▸ Exercise details
Restate the data word for word and leave the images out.

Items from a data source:
━━━━━━━━━━━━━━━━
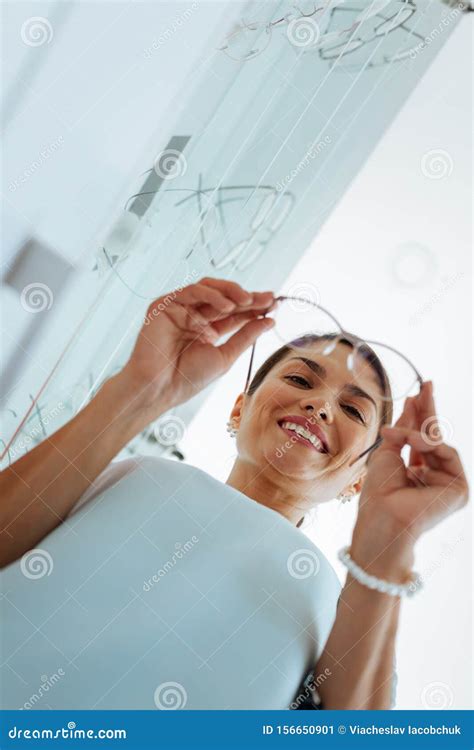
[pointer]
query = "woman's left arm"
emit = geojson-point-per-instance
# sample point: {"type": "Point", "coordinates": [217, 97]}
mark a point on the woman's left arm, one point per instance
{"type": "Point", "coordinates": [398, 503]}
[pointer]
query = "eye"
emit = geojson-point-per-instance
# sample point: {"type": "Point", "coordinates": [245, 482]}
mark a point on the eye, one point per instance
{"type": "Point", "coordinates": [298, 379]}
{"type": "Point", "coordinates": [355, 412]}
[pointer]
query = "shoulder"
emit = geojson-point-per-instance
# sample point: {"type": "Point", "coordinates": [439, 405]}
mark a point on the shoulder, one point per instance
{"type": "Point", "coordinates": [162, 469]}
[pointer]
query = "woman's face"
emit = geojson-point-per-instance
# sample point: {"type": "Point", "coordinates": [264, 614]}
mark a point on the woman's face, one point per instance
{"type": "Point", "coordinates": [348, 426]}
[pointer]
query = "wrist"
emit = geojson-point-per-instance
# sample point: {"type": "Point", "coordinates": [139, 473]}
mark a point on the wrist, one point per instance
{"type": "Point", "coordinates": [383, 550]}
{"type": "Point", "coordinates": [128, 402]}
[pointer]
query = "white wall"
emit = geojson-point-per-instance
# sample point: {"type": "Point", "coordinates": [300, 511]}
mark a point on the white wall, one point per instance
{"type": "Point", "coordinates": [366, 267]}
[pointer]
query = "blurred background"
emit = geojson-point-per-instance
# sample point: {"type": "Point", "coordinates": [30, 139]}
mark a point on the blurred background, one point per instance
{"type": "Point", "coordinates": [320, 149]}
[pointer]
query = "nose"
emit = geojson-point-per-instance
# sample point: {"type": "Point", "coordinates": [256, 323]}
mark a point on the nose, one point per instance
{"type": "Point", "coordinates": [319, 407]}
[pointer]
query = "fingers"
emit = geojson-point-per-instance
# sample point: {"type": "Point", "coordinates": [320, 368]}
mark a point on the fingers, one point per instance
━━━━━━━━━━━━━━━━
▸ Complete output
[pointer]
query = "woman's left arm"
emit = geojson-point-per-instance
# sample point: {"type": "Point", "coordinates": [217, 97]}
mark a point on the woman's left arm, one point per instance
{"type": "Point", "coordinates": [398, 503]}
[pointer]
query = "eye"
emit = geojson-point-per-instance
# sample point: {"type": "Point", "coordinates": [245, 482]}
mark a point on the eye, one point per instance
{"type": "Point", "coordinates": [298, 379]}
{"type": "Point", "coordinates": [355, 412]}
[pointer]
query = "shoulder"
emit = geojson-point-per-instance
# sample point: {"type": "Point", "coordinates": [439, 405]}
mark a point on the shoulder, one point per instance
{"type": "Point", "coordinates": [162, 469]}
[pointer]
query = "woman's face"
emit = geojson-point-per-instance
# sample point: {"type": "Point", "coordinates": [264, 614]}
mark a point on the woman's face, one point per instance
{"type": "Point", "coordinates": [348, 426]}
[pointer]
query = "wrist"
emit = geojson-point-per-instance
# sample point: {"type": "Point", "coordinates": [139, 473]}
mark a point on the wrist, one point per instance
{"type": "Point", "coordinates": [383, 550]}
{"type": "Point", "coordinates": [128, 402]}
[pointer]
query = "white wall"
emit = geojson-point-per-instance
# sample point: {"type": "Point", "coordinates": [300, 511]}
mark a point on the white wall, one point per instance
{"type": "Point", "coordinates": [366, 267]}
[pointer]
query = "blurred background"
emit = geojson-point-per-instance
# sample point: {"type": "Point", "coordinates": [30, 139]}
mark a point on the blurred background, one point per instance
{"type": "Point", "coordinates": [320, 149]}
[pointer]
query = "nose"
emit = geojson-point-per-instance
# sample point: {"type": "Point", "coordinates": [256, 323]}
mark a point on the nose, one point per instance
{"type": "Point", "coordinates": [319, 407]}
[pointer]
query = "fingers"
emit = geojson-point-per-instance
# sample point: {"type": "Point", "coordinates": [320, 368]}
mark a point on the fingers, one point per instance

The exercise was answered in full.